• _Directions_:
Reproduce word for word the line holding "Flag the yellow flower head" and all lines after it in the data, through the end, leaving out pictures.

• _Exercise data_:
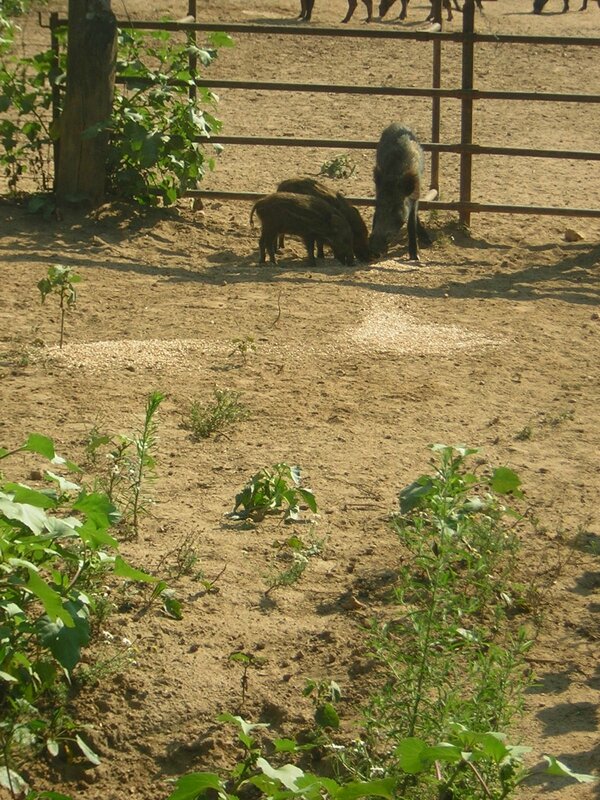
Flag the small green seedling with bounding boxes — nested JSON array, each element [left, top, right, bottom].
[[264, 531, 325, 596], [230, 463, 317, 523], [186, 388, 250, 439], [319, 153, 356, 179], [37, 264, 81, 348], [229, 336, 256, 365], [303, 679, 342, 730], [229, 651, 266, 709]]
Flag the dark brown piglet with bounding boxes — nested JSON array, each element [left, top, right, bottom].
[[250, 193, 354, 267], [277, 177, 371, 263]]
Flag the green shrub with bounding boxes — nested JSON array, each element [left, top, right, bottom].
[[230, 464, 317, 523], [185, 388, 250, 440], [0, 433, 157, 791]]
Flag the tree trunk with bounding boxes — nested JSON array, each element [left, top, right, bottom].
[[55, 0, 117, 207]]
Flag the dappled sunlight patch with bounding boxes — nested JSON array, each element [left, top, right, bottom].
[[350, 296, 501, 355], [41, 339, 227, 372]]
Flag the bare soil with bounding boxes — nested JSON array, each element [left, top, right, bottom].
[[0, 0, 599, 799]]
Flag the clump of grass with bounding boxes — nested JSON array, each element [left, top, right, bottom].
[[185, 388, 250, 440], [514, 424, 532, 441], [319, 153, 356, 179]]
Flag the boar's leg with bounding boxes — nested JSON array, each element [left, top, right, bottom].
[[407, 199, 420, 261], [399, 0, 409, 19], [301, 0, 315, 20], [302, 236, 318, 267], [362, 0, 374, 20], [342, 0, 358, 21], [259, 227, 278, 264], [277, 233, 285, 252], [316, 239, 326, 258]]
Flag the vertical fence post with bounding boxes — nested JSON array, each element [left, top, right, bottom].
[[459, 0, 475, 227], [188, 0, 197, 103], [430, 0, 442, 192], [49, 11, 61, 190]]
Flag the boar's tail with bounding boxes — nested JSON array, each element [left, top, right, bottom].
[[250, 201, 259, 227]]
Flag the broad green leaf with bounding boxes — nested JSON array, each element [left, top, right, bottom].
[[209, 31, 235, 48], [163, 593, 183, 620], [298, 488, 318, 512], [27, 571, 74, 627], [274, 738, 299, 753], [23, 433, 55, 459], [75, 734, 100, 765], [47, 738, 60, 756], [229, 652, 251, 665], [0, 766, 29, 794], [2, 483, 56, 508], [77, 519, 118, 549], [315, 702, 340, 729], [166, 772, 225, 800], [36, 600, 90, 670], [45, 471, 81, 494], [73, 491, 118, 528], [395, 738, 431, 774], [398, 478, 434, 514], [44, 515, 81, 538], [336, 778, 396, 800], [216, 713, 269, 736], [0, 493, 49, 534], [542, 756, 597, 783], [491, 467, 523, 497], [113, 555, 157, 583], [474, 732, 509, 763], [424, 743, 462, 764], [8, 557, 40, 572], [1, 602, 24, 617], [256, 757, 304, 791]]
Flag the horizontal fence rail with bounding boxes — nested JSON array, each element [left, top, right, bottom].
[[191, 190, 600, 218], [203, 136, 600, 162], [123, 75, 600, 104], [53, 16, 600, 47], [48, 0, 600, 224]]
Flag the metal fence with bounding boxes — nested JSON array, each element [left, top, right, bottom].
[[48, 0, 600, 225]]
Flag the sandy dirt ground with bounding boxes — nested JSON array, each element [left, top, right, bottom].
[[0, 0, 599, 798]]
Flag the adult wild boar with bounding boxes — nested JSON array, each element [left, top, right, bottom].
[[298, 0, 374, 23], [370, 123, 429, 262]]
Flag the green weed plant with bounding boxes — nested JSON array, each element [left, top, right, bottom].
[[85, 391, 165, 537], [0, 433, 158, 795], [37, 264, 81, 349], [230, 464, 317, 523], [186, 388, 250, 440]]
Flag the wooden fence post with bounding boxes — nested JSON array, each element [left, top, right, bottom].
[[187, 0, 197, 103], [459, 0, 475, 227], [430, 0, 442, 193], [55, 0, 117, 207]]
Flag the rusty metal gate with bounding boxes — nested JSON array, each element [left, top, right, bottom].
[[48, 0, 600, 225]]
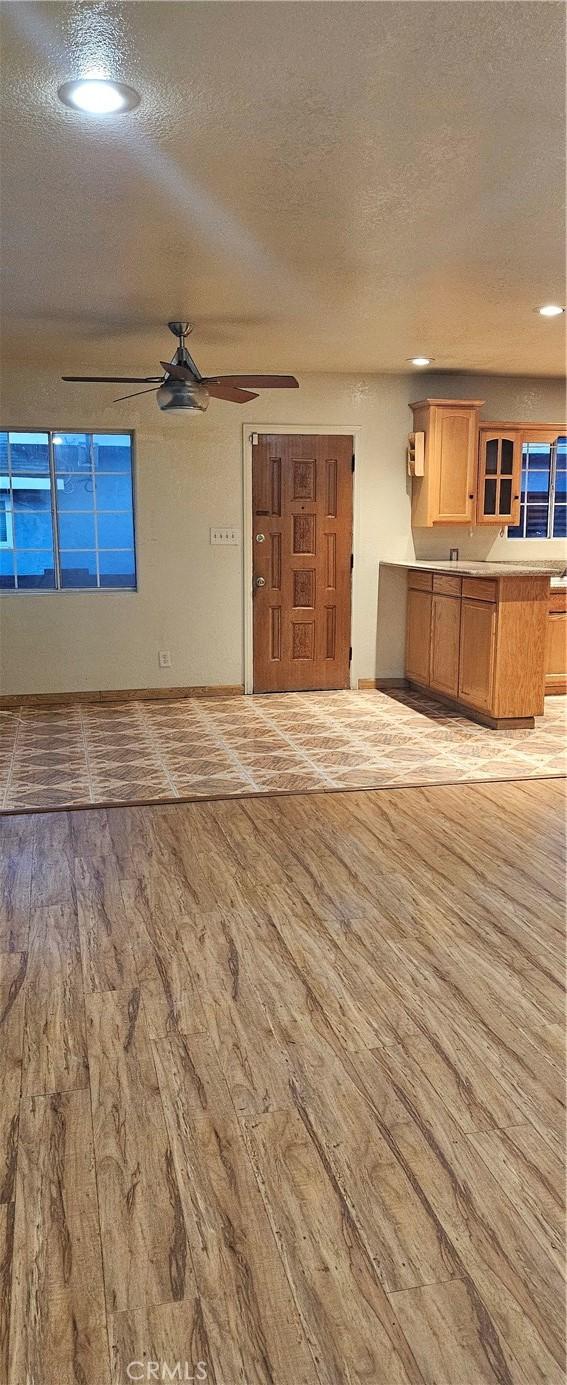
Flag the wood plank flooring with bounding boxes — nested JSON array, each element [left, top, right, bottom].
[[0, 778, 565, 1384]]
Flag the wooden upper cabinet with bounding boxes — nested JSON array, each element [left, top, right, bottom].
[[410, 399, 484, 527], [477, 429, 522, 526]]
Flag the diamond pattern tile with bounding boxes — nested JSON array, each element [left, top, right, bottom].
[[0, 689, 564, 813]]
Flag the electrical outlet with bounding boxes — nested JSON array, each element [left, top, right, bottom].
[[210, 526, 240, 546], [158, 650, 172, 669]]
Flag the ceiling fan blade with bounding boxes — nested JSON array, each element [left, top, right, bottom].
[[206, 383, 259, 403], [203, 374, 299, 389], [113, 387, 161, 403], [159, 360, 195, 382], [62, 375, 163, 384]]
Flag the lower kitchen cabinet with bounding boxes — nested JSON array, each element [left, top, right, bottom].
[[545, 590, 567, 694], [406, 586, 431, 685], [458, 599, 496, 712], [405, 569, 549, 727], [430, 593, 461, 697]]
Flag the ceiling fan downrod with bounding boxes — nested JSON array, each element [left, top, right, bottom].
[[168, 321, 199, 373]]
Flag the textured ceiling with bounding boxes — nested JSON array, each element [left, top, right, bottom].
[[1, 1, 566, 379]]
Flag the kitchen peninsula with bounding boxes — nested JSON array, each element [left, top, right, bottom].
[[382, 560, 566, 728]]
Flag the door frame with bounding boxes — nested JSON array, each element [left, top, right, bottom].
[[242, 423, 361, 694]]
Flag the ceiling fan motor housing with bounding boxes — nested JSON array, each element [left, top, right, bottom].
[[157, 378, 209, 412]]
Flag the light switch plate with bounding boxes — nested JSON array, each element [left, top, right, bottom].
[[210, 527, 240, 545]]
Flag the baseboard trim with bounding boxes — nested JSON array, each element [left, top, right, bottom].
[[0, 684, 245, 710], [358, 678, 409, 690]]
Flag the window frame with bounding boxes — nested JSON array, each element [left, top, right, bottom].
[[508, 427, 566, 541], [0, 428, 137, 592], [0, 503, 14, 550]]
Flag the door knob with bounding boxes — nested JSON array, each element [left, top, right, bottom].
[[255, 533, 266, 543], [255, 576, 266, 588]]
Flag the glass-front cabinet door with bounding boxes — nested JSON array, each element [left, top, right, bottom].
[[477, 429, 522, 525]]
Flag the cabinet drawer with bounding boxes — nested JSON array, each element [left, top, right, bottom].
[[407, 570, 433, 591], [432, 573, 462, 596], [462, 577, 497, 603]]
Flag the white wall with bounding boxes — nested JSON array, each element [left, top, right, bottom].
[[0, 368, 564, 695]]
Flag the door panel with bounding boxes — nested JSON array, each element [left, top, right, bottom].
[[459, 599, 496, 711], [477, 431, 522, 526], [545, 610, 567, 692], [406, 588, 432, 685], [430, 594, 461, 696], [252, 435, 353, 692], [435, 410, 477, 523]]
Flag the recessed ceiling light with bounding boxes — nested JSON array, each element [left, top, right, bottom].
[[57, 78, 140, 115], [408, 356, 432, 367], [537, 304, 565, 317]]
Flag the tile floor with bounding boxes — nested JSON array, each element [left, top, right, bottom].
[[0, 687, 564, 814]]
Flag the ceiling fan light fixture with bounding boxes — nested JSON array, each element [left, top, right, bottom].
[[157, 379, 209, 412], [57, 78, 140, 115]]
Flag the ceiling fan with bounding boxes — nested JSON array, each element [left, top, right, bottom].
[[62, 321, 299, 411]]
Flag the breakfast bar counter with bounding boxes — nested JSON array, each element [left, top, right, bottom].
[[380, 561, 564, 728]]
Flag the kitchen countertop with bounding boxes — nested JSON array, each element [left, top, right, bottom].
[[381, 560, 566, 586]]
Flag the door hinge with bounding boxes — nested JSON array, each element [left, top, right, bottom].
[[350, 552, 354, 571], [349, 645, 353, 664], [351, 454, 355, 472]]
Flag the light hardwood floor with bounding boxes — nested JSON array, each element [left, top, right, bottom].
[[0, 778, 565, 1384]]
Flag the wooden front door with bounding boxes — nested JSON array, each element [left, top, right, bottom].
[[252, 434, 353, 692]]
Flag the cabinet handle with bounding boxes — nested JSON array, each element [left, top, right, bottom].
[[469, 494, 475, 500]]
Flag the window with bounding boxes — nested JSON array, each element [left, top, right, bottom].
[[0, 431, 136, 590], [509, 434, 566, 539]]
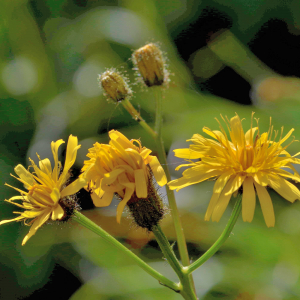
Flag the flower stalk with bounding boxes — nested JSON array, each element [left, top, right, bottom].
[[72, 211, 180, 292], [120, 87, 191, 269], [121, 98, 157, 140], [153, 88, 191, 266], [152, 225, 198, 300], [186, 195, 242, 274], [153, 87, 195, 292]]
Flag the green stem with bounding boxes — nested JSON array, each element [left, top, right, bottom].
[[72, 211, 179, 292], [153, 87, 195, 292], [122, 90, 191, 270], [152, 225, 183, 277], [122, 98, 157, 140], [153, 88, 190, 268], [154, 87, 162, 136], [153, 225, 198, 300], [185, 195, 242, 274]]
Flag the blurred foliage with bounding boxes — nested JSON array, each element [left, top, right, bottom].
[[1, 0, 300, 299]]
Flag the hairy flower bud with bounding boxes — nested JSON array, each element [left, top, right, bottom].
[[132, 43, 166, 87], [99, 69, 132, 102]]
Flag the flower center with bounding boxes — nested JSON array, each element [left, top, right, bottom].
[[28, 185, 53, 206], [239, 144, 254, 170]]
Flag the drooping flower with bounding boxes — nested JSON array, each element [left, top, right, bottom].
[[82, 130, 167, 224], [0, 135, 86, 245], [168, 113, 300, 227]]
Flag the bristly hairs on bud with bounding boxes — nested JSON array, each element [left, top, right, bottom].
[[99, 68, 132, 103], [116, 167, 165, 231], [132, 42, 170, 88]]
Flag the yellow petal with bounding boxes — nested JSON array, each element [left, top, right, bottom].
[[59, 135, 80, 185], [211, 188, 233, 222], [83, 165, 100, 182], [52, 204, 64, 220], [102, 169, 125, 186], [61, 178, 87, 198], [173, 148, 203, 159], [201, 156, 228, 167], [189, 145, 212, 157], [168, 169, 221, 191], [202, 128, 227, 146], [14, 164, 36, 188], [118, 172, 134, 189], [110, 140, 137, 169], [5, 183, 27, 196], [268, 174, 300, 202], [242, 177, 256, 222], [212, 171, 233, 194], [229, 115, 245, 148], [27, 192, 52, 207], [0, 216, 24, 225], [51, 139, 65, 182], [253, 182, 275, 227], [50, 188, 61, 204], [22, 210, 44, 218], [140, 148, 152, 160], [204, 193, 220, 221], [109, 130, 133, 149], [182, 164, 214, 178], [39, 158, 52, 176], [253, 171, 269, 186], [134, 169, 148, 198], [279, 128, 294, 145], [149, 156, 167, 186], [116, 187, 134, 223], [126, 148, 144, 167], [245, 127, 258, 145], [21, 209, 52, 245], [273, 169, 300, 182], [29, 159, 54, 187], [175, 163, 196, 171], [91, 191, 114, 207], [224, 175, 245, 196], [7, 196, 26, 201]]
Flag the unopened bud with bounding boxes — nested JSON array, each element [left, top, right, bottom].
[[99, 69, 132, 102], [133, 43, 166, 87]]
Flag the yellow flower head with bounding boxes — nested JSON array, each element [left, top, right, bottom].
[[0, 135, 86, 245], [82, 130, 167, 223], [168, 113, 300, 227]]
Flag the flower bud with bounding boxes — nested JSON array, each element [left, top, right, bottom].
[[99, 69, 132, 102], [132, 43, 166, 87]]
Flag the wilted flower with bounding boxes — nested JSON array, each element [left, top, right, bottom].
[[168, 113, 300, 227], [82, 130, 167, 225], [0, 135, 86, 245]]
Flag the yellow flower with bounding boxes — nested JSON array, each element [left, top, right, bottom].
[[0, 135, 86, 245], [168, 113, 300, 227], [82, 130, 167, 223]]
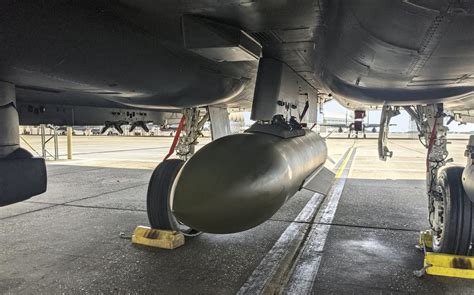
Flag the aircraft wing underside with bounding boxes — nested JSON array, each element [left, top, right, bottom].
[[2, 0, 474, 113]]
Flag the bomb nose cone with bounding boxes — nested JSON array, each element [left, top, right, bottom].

• _Final answer_:
Flag the yellow flower head with bounding boxes — nested JSON array, each element [left, top, right, bottom].
[[0, 135, 86, 245], [82, 130, 167, 223], [168, 113, 300, 227]]
Flag the flower bud with bounding boxes — nested JSON array, each element [left, top, right, bottom].
[[99, 69, 132, 102], [132, 43, 166, 87]]
Flag the wilted flower with bounding boxes — nested JSON array, each element [left, top, right, bottom].
[[168, 113, 300, 227], [82, 130, 167, 225], [0, 135, 86, 245]]
Flag the yellow flower with bounding boxes — nested JSON array, each element [left, top, right, bottom].
[[0, 135, 86, 245], [168, 113, 300, 227], [82, 130, 167, 223]]
Flag the aircraft wing underside with bounding boxes — nested JSON array, each element [left, top, right, bottom].
[[2, 0, 474, 113]]
Flag the bomb nose cone with bounding boxes — nested JSON array, each element [left, top, right, bottom].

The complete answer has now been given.